• EXERCISE:
Reproduce exactly the lines from the one containing "Return the segmentation of every instance of the paved" through the one containing "M 238 91 L 239", both ends included.

• EXERCISE DATA:
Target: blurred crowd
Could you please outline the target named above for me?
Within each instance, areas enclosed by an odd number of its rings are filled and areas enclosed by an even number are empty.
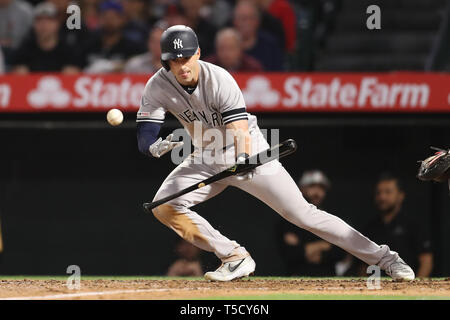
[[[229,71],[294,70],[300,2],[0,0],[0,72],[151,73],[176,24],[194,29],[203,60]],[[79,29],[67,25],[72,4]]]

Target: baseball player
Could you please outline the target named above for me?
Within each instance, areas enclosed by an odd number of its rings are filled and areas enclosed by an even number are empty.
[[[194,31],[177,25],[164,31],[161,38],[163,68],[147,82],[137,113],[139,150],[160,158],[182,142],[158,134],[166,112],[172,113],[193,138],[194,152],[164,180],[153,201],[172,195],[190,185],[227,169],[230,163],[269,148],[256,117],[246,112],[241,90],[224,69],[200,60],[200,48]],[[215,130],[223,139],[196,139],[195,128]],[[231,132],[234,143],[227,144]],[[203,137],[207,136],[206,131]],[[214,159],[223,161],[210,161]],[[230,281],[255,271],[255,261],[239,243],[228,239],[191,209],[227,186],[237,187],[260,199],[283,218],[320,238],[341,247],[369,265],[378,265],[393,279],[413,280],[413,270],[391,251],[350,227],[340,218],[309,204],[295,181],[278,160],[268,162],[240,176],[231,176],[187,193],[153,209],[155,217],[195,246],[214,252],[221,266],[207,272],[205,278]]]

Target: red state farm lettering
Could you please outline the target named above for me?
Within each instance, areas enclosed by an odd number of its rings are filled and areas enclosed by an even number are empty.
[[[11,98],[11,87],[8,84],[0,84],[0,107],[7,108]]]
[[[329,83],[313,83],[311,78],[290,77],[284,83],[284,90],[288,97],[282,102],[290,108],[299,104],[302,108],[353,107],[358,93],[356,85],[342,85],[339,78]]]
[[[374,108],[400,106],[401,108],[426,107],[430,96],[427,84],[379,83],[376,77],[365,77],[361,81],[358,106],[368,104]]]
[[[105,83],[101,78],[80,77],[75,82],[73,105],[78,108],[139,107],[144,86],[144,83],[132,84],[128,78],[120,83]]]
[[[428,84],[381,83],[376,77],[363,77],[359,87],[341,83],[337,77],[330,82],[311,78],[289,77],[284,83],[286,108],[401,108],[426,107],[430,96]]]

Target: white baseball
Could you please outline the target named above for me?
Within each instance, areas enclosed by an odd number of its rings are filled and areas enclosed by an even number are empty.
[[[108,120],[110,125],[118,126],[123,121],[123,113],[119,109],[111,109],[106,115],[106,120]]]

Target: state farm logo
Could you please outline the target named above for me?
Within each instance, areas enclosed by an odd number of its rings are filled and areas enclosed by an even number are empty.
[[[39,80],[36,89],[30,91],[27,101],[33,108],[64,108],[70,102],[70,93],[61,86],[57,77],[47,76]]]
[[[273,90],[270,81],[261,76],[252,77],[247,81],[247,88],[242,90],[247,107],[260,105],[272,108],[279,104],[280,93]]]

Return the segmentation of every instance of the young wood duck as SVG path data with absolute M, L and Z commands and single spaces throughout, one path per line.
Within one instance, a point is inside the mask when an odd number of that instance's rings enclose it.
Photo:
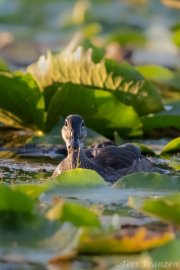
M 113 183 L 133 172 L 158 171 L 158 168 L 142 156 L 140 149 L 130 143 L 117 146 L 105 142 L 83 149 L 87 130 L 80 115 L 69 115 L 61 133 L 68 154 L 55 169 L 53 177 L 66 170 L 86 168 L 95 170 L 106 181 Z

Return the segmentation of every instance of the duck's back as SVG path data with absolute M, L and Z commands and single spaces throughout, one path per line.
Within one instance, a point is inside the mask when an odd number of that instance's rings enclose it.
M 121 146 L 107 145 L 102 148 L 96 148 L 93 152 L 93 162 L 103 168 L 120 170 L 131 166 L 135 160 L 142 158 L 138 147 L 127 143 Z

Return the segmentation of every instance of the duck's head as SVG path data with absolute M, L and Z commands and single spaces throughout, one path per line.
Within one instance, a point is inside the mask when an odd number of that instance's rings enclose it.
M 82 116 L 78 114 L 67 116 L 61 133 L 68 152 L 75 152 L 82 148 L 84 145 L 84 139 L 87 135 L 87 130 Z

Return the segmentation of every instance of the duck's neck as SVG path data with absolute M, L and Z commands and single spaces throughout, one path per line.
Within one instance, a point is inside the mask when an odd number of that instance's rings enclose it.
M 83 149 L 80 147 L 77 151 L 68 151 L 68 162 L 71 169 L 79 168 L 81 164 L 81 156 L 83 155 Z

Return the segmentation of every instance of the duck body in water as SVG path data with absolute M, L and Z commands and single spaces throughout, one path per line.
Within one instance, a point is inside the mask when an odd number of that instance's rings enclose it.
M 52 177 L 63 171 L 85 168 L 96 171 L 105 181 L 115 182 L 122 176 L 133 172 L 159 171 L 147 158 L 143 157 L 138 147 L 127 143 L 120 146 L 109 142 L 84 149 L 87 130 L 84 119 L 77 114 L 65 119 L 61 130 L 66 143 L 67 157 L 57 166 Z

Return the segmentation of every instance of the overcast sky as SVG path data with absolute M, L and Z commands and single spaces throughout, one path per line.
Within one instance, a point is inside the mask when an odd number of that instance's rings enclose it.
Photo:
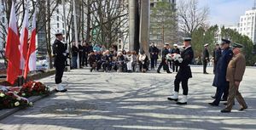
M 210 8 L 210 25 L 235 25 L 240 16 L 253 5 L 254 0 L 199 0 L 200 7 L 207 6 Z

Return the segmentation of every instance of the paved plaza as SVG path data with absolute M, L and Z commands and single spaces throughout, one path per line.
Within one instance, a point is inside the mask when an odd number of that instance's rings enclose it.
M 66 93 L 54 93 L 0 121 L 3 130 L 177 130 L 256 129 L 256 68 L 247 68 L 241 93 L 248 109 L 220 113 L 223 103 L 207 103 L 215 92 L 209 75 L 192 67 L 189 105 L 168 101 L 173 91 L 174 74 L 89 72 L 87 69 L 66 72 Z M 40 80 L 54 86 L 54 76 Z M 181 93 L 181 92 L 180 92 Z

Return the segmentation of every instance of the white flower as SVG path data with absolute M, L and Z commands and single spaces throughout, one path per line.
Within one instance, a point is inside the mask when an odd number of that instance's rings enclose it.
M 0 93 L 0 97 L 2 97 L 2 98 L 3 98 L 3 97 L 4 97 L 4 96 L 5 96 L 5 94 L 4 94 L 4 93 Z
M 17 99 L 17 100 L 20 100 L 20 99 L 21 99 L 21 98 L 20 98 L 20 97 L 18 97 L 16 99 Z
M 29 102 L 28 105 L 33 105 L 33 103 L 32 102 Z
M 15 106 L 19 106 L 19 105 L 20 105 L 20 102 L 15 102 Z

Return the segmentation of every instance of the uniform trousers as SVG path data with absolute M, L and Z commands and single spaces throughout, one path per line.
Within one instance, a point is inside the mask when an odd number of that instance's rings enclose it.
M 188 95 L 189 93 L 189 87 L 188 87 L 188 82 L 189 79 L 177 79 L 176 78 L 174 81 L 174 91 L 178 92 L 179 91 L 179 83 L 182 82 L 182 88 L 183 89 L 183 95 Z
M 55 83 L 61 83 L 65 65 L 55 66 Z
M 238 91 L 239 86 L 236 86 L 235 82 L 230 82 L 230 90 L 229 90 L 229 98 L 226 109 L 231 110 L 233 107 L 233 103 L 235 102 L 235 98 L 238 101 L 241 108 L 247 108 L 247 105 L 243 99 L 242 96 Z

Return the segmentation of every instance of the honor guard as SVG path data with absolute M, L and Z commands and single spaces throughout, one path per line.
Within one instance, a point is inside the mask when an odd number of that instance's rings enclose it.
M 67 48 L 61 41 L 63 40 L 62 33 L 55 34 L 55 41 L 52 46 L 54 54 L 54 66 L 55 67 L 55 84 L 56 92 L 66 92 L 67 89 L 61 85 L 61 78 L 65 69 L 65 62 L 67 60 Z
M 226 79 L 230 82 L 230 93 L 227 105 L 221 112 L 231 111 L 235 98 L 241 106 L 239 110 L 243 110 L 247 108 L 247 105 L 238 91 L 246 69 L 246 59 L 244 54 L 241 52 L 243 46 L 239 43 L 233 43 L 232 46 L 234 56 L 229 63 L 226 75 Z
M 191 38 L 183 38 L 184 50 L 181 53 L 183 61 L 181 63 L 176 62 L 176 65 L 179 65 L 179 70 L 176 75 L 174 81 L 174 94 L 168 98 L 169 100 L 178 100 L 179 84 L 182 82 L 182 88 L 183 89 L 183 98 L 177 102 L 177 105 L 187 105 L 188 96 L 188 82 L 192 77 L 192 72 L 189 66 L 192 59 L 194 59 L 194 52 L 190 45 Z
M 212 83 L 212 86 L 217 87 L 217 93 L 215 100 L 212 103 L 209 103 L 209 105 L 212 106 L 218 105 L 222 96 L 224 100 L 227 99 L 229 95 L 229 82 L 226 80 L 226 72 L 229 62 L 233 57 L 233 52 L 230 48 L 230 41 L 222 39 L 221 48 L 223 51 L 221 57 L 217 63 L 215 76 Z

• EXPECTED OUTPUT:
Return the segmentation of every instance of the paved plaza as SVG path data with absolute M, L and Z commands and single spaces throughout, one path per line.
Within one instance, a point is inside the mask when an odd number of that instance's rings enclose it.
M 66 93 L 54 93 L 0 121 L 3 130 L 177 130 L 256 129 L 256 68 L 247 68 L 241 93 L 248 109 L 220 113 L 223 103 L 207 103 L 215 92 L 209 75 L 192 67 L 189 105 L 168 101 L 173 91 L 174 74 L 89 72 L 87 69 L 66 72 Z M 40 80 L 54 86 L 54 76 Z M 181 93 L 181 92 L 180 92 Z

Return the segmentation of every instance of the white flower as SVG path data with absolute M, L and Z commands and single spaces throughout, one path per line.
Within one instance, a point is inside the mask when an odd number of that instance's rings enclose it.
M 0 93 L 0 97 L 2 97 L 2 98 L 3 98 L 3 97 L 4 97 L 4 96 L 5 96 L 5 94 L 4 94 L 4 93 Z
M 17 99 L 17 100 L 20 100 L 20 99 L 21 99 L 21 98 L 20 98 L 20 97 L 18 97 L 16 99 Z
M 29 102 L 28 105 L 33 105 L 33 103 L 32 102 Z
M 15 106 L 19 106 L 19 105 L 20 105 L 20 102 L 15 102 Z

Return the segmentation of every instance of the uniform trousers as SVG path data with absolute M, L and Z commands and single spaces throughout, one path per line.
Within one instance, a point is inside the mask when an odd number of that instance's rings enclose it.
M 188 95 L 189 93 L 189 87 L 188 87 L 188 82 L 189 79 L 177 79 L 176 78 L 174 81 L 174 91 L 178 92 L 179 91 L 179 83 L 182 82 L 182 88 L 183 89 L 183 95 Z
M 55 83 L 61 83 L 65 65 L 55 66 Z
M 238 91 L 239 86 L 236 86 L 235 82 L 230 82 L 230 90 L 229 90 L 229 98 L 226 109 L 231 110 L 233 107 L 233 103 L 235 102 L 235 98 L 238 101 L 241 108 L 247 108 L 247 105 L 243 99 L 242 96 Z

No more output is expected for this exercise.